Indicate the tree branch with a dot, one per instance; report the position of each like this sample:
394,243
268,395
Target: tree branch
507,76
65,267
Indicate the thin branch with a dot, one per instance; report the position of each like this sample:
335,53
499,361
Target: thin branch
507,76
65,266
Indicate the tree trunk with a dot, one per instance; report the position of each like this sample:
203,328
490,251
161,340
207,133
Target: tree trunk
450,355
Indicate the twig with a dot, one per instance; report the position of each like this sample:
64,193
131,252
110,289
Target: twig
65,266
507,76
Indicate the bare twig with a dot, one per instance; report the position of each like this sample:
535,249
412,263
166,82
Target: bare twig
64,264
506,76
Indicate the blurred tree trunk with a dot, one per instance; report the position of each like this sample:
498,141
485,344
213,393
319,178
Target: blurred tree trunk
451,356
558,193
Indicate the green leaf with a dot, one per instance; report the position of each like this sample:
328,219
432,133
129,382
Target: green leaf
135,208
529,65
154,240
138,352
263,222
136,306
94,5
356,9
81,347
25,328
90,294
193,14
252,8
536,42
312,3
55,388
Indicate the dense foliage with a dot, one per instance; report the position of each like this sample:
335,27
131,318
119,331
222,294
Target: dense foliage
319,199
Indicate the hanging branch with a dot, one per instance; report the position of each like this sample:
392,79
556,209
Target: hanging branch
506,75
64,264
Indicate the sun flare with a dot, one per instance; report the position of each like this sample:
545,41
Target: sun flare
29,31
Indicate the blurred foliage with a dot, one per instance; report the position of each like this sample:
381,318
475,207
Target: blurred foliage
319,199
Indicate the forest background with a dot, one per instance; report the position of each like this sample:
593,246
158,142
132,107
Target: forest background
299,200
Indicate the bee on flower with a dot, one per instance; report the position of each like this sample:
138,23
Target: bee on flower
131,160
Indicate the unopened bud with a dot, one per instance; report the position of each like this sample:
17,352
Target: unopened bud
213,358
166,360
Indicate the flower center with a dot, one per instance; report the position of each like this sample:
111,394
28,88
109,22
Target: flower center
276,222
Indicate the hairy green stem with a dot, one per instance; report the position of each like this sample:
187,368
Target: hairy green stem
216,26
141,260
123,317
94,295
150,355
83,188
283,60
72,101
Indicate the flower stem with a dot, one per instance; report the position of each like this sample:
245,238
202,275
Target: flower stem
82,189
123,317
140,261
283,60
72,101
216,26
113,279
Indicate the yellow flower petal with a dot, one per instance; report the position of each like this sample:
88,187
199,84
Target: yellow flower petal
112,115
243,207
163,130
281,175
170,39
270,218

○ ○ ○

* _Instructions for the task_
Convert the material into a JSON list of strings, one string per line with blank lines omitted, starting at the line containing "Indicate the bee" and ending at the final line of the material.

* _Answer for this exercise_
[
  "Indicate the bee on flower with a dot, one per instance; report the position of each like this sample:",
  "138,23",
  "Target: bee on flower",
  "131,160",
  "Indicate the unopened bud with a dot, one per instance; report the position of each like this sample:",
  "17,352",
  "Target: unopened bud",
  "213,358",
  "166,360",
  "Indicate the flower center with a dot, one per instance; report the position of each like this sample:",
  "111,394",
  "28,88",
  "109,22",
  "Target: flower center",
  "276,222",
  "Indicate the hairy green stem with a dot, one per instance; report the position of each like this sample:",
  "187,368",
  "Target: hairy green stem",
  "216,26",
  "141,260",
  "123,317",
  "94,295",
  "150,355",
  "83,188",
  "283,60",
  "72,101",
  "Indicate the flower stem with a dot, one per instance; report the position of each like this sample:",
  "245,238",
  "202,275",
  "Target: flower stem",
  "82,189",
  "123,317",
  "140,261",
  "283,60",
  "72,101",
  "216,26",
  "113,279",
  "Indicate the yellow flower petal with a dot, one per instance; report the position of each like this sample:",
  "88,187",
  "199,84",
  "Target: yellow flower petal",
  "112,115",
  "243,207",
  "163,130",
  "281,175",
  "170,39",
  "270,218"
]